Exercise objective — Write out the listing exactly as it is given.
# START OF Data lines
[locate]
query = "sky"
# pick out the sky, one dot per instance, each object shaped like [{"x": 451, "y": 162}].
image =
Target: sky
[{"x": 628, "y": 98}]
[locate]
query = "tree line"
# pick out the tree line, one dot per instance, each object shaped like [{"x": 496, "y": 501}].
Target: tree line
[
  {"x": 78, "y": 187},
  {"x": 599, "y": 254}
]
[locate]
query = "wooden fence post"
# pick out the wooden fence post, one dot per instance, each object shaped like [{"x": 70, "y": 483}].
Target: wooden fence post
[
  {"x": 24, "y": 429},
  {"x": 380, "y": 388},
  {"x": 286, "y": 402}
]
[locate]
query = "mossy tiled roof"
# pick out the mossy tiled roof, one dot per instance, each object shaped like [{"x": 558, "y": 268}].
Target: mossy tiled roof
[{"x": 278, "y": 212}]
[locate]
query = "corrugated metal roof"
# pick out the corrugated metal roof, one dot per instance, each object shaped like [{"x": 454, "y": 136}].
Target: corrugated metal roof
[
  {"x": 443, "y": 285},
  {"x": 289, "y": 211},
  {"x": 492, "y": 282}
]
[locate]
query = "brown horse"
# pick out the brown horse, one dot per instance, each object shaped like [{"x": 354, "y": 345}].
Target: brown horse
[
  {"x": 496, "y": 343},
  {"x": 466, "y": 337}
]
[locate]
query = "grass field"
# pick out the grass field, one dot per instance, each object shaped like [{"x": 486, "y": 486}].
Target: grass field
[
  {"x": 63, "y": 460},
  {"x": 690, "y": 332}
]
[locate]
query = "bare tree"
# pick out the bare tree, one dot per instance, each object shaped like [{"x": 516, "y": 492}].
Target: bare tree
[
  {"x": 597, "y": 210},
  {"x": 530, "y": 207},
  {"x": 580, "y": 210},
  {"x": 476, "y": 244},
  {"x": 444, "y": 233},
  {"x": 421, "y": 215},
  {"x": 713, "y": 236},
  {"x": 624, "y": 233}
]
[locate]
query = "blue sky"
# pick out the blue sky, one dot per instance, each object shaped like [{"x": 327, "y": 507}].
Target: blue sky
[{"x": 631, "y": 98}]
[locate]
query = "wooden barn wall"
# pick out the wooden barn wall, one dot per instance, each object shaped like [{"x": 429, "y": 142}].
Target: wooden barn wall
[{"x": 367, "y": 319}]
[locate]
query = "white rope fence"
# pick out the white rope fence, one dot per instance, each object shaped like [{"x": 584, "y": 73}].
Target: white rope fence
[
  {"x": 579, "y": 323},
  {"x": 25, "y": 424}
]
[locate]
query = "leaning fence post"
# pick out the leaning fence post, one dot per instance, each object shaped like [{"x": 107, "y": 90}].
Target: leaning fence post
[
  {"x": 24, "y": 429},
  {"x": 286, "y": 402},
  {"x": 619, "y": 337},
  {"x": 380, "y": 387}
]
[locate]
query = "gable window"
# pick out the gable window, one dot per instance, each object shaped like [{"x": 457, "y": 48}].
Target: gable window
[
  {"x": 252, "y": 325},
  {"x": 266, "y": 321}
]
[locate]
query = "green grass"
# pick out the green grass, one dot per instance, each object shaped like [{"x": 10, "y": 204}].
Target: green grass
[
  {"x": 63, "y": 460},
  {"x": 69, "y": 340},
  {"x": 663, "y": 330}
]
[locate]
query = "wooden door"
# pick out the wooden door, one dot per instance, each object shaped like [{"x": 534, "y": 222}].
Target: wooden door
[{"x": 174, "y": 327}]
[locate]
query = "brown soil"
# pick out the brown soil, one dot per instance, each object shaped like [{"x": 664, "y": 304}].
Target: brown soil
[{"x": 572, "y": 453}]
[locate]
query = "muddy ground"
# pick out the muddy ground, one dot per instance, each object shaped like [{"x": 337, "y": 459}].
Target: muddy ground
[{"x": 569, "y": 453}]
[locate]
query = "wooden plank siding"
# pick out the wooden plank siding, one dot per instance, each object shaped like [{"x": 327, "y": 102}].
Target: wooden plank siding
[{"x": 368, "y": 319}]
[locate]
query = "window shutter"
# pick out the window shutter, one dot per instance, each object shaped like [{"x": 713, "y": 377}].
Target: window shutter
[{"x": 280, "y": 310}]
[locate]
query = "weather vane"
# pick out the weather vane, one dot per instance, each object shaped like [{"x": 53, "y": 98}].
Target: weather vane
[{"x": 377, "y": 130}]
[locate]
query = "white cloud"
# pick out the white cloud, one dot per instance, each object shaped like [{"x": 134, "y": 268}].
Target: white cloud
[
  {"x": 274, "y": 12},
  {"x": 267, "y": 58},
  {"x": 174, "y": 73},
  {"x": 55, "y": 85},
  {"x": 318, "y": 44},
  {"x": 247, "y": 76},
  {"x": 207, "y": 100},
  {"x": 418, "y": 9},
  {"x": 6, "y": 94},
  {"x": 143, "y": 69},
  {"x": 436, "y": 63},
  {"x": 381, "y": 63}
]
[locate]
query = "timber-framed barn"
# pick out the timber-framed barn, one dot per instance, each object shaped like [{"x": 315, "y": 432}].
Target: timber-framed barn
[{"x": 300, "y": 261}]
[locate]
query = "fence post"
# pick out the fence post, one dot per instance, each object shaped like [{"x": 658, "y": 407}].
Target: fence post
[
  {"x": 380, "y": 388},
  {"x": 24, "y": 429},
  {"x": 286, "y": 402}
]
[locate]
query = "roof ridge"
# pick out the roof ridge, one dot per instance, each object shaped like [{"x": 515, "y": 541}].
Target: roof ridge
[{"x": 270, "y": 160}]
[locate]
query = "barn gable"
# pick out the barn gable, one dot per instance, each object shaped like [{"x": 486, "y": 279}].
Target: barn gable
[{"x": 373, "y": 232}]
# END OF Data lines
Answer to this exercise —
[locate]
query = "sky"
# pick out the sky, one dot per instance, each object shaped like [{"x": 451, "y": 162}].
image =
Target: sky
[{"x": 628, "y": 98}]
[locate]
query = "tree line"
# pick out the tree line, one dot per instance, each object shaped like [{"x": 496, "y": 501}].
Target: tree line
[
  {"x": 78, "y": 187},
  {"x": 599, "y": 254}
]
[locate]
query = "wooden fence post"
# pick out the wooden fence post, one dot per instance, each object shaped like [{"x": 70, "y": 483}].
Target: wooden fence post
[
  {"x": 24, "y": 429},
  {"x": 380, "y": 388},
  {"x": 286, "y": 402}
]
[locate]
query = "mossy tiled roof"
# pick out the mossy tiled roof, one dot per instance, each object shaped like [{"x": 558, "y": 268}].
Target: mossy tiled roof
[{"x": 278, "y": 212}]
[locate]
query = "corrugated metal roof"
# pick out the corrugated metal roof, one dot per instance, each object shaped like [{"x": 454, "y": 136}].
Target: corrugated metal roof
[
  {"x": 443, "y": 285},
  {"x": 289, "y": 211},
  {"x": 492, "y": 282}
]
[locate]
query = "brown horse"
# pick out the brown horse, one dot per instance, each object shaped like [{"x": 354, "y": 345}].
Target: brown horse
[
  {"x": 496, "y": 343},
  {"x": 466, "y": 337}
]
[locate]
query = "grass field"
# pick out the grass field, one dot per instance, each object shaped like [{"x": 486, "y": 486}].
Target: grass field
[
  {"x": 63, "y": 460},
  {"x": 690, "y": 332}
]
[locate]
query = "bare tree"
# pick out the bare tree, one dot per instance, each object shaped like [{"x": 516, "y": 492}].
Target: bare tree
[
  {"x": 597, "y": 210},
  {"x": 530, "y": 207},
  {"x": 580, "y": 210},
  {"x": 476, "y": 244},
  {"x": 444, "y": 233},
  {"x": 421, "y": 215},
  {"x": 713, "y": 236},
  {"x": 624, "y": 233}
]
[locate]
query = "blue sky"
# pick out the blue sky, one dot per instance, each object shaped like [{"x": 327, "y": 507}].
Target: blue sky
[{"x": 631, "y": 98}]
[locate]
query = "wooden barn wall"
# pick out the wooden barn wall, one dot per instance, each object shaped like [{"x": 429, "y": 142}].
Target: wooden barn wall
[{"x": 367, "y": 319}]
[locate]
query = "white rope fence"
# pick out the white rope fence, one dot per instance, each object shaped like [{"x": 584, "y": 73}].
Target: white rope fence
[
  {"x": 579, "y": 323},
  {"x": 25, "y": 424}
]
[locate]
query = "leaning fence post"
# pick out the leaning fence post, one dot per instance, each object shaped like [{"x": 107, "y": 90}].
Target: leaning fence post
[
  {"x": 24, "y": 429},
  {"x": 286, "y": 402},
  {"x": 619, "y": 337},
  {"x": 380, "y": 387}
]
[locate]
query = "gable window"
# pick out the gable window, one dot per instance, each object shaped like [{"x": 457, "y": 48}].
Target: gable window
[
  {"x": 252, "y": 325},
  {"x": 266, "y": 321}
]
[locate]
query = "green grass"
# pick out the green grass, one dot per instance, each object shaped like [{"x": 10, "y": 204}].
Target: green grass
[
  {"x": 63, "y": 460},
  {"x": 69, "y": 340},
  {"x": 663, "y": 330}
]
[locate]
query = "wooden door"
# pick out the wooden door, one dot per instance, each object shaped like [{"x": 534, "y": 222}].
Target: wooden door
[{"x": 174, "y": 327}]
[locate]
query = "brown soil"
# pick out the brown soil, one dot per instance, each object shaped like [{"x": 664, "y": 304}].
Target: brown soil
[{"x": 572, "y": 453}]
[locate]
query = "muddy ground"
# pick out the muddy ground, one dot per instance, each object shaped like [{"x": 337, "y": 459}].
Target: muddy ground
[{"x": 569, "y": 453}]
[locate]
query = "wooden plank siding"
# pick out the wooden plank siding, one dot per instance, each object shaped like [{"x": 327, "y": 102}].
Target: wooden plank siding
[{"x": 368, "y": 319}]
[locate]
query = "window shutter"
# pick out the window shutter, one dot per instance, each object shaped like [{"x": 713, "y": 377}].
Target: window shutter
[{"x": 280, "y": 310}]
[locate]
query = "weather vane"
# pick out the weather vane, one dot per instance, each object shaped like [{"x": 53, "y": 98}].
Target: weather vane
[{"x": 377, "y": 130}]
[locate]
query = "white cloud"
# pick out the white cloud, one dot per instance, each object shaped like [{"x": 134, "y": 268}].
Target: white cloud
[
  {"x": 274, "y": 12},
  {"x": 267, "y": 58},
  {"x": 174, "y": 73},
  {"x": 55, "y": 85},
  {"x": 318, "y": 44},
  {"x": 247, "y": 76},
  {"x": 207, "y": 100},
  {"x": 418, "y": 9},
  {"x": 6, "y": 94},
  {"x": 143, "y": 69},
  {"x": 436, "y": 63},
  {"x": 381, "y": 63}
]
[locate]
query = "timber-framed barn"
# pick out the timber-framed barn, one dot per instance, each object shaped like [{"x": 315, "y": 432}].
Target: timber-framed barn
[{"x": 300, "y": 261}]
[locate]
query = "fence post"
# pick out the fence post, one dot per instance, each object shaped like [{"x": 658, "y": 407}].
Target: fence post
[
  {"x": 380, "y": 388},
  {"x": 24, "y": 429},
  {"x": 286, "y": 402}
]
[locate]
query = "roof ridge"
# pick out the roof ridge, one dot per instance, each object shaped like [{"x": 515, "y": 541}].
Target: roof ridge
[{"x": 270, "y": 160}]
[locate]
query = "barn gable"
# pick out the barn gable, one dot per instance, each object shaped like [{"x": 486, "y": 279}].
Target: barn gable
[{"x": 373, "y": 232}]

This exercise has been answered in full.